__AIM__
Rewrite the material below so that every "keypoint" becomes "marker", and leave all other wording as it is.

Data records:
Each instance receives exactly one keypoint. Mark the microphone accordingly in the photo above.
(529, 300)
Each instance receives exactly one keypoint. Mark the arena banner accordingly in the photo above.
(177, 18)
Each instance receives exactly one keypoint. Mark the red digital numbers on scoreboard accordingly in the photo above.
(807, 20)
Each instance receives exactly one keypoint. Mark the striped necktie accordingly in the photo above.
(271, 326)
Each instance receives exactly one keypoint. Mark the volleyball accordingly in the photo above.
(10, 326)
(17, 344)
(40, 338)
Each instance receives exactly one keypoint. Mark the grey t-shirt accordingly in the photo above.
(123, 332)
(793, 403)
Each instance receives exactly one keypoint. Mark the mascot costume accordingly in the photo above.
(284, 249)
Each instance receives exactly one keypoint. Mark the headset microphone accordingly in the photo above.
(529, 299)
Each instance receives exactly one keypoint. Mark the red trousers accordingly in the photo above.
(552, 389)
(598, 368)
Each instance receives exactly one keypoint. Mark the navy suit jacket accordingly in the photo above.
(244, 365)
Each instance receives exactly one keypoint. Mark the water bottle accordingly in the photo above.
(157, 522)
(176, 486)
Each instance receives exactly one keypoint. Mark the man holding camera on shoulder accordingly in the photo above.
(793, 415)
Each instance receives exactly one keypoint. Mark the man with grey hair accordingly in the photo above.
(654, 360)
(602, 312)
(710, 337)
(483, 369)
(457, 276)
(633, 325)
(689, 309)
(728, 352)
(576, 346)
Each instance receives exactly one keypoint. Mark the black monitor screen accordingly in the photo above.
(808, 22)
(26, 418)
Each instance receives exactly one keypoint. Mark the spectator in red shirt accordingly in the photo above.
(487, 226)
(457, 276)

__TASK SOLUTION__
Each instance receives exactly one marker. Mark the microphone accordingly in the photo above.
(529, 300)
Each instance receives exactly one marker. Mark the arena banner accordingly in the photo above.
(177, 18)
Each instance receives exactly one marker. Mark the red digital numbers on scoreboard accordingly in the photo above.
(807, 20)
Each instance receives exactly one marker. Mark the striped necktie accordingly in the photo above.
(271, 326)
Each instance receives exactly one marker. Mark the volleyball accordingly in the photo above.
(10, 326)
(17, 344)
(40, 338)
Each instance receives exactly one marker. Mark the grey t-shirt accordingly in the photo above.
(123, 332)
(793, 403)
Each instance receives exactly one marker. Mark the mascot costume accordingly in the photo above.
(284, 249)
Each instance receives exactly one marker. Mark the headset microphone accordingly in the photo above.
(529, 299)
Each instance receives exactly one marker. Mark the red trousers accordingly in the photo above.
(552, 389)
(598, 368)
Each instance receives exactly one marker. Mark the navy suit jacket accordingly in the photo above.
(244, 365)
Each instance receives exactly one marker. Mark the water bottle accordingly in the photo above.
(157, 522)
(176, 486)
Each instance receives exactly one marker. Mark the man holding camera on shoulder accordingly in the photo above.
(793, 415)
Each instance receives exactly one marker. Mark the man with grey hair accordingly in the photo above.
(654, 360)
(602, 312)
(710, 337)
(483, 369)
(457, 276)
(633, 325)
(689, 309)
(728, 352)
(576, 346)
Each instance receives exactly one marker. Mark the black monitor screen accordingly in the photo above.
(808, 22)
(26, 418)
Each instance receives exactly one marker. Mark the spectator in red shirt accordingly in the photo above.
(487, 226)
(457, 276)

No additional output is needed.